- **WHAT TO PRODUCE**
Whenever a line below holds the word "icicle", count it once; report the total and nothing else.

- **Collected data entries**
*****
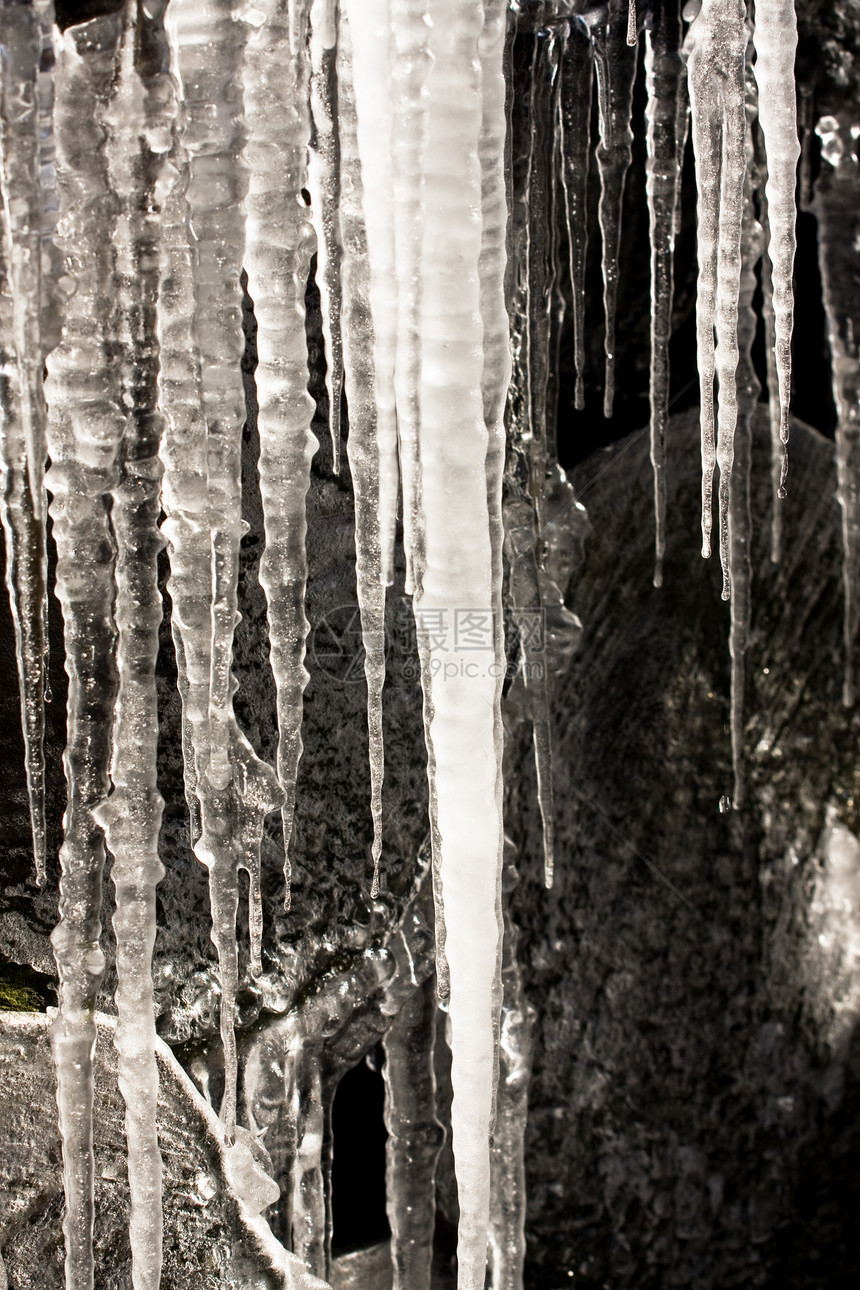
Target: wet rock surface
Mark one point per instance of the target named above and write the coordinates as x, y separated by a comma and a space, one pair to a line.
693, 1110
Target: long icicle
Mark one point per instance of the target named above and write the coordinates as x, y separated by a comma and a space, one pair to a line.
575, 116
458, 588
665, 85
717, 41
739, 503
235, 788
362, 444
324, 185
279, 243
778, 448
138, 142
85, 426
837, 209
615, 66
411, 63
775, 40
25, 337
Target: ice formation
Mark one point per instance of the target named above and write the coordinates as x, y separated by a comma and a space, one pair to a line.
195, 139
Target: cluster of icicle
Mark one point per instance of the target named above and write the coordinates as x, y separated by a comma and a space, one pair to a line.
146, 159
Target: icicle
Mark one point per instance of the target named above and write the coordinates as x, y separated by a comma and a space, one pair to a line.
138, 123
740, 516
665, 85
277, 261
543, 112
324, 185
495, 377
414, 1138
455, 601
778, 448
362, 444
522, 541
371, 72
837, 208
775, 39
25, 338
717, 41
575, 115
308, 1184
235, 790
85, 426
410, 70
508, 1209
615, 66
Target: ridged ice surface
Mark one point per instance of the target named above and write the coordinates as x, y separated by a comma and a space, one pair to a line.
457, 592
717, 47
277, 256
775, 39
85, 428
139, 138
667, 133
27, 332
147, 159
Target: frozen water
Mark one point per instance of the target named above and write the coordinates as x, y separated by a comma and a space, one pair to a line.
183, 160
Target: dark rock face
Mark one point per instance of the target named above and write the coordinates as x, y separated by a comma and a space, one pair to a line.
693, 1110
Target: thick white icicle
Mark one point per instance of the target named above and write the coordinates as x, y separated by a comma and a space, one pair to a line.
203, 499
139, 136
85, 425
775, 40
717, 41
508, 1211
26, 334
575, 115
411, 63
778, 448
632, 31
615, 66
279, 243
665, 84
455, 600
371, 53
837, 208
362, 444
324, 185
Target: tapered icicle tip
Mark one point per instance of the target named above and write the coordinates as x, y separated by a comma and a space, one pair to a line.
631, 23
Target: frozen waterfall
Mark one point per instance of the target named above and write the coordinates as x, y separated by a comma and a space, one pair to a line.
170, 169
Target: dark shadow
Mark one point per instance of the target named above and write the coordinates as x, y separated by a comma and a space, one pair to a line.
359, 1161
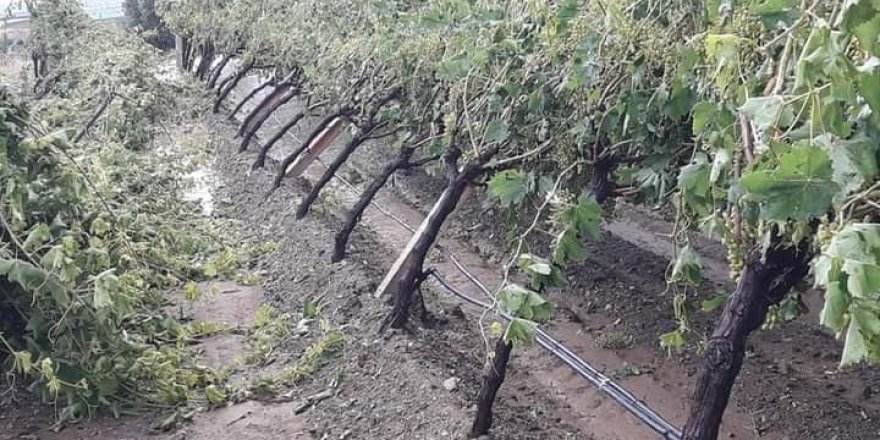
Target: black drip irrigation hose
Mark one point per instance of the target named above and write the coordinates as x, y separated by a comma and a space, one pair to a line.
616, 392
613, 390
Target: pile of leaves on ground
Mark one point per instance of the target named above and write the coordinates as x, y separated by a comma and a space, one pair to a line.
94, 230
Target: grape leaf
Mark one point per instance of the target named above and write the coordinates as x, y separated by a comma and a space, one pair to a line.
568, 248
854, 161
520, 331
862, 19
509, 187
688, 267
837, 301
497, 131
799, 188
523, 303
585, 217
849, 269
767, 112
775, 13
694, 183
869, 83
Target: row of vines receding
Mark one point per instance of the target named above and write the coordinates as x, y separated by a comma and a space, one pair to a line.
94, 231
754, 121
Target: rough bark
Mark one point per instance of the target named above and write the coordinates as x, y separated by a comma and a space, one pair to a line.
340, 159
492, 381
259, 109
264, 150
206, 61
180, 48
354, 215
286, 94
221, 86
101, 109
601, 186
218, 70
230, 84
409, 275
248, 97
764, 282
282, 170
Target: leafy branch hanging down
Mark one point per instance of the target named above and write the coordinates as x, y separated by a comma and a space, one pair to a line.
94, 230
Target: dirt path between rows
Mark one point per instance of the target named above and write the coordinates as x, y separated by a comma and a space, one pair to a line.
782, 389
586, 407
421, 384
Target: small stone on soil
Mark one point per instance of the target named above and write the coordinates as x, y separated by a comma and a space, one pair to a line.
450, 384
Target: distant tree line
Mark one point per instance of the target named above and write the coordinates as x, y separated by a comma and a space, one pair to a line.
141, 15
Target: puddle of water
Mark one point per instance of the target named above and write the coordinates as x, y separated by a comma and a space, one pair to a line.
202, 183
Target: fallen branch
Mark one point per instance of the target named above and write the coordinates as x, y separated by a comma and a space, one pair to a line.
79, 136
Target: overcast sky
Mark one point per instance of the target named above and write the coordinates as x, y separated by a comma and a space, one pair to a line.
93, 7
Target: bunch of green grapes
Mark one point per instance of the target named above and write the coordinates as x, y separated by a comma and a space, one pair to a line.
733, 244
773, 318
*****
- **SOLVED EXERCISE**
5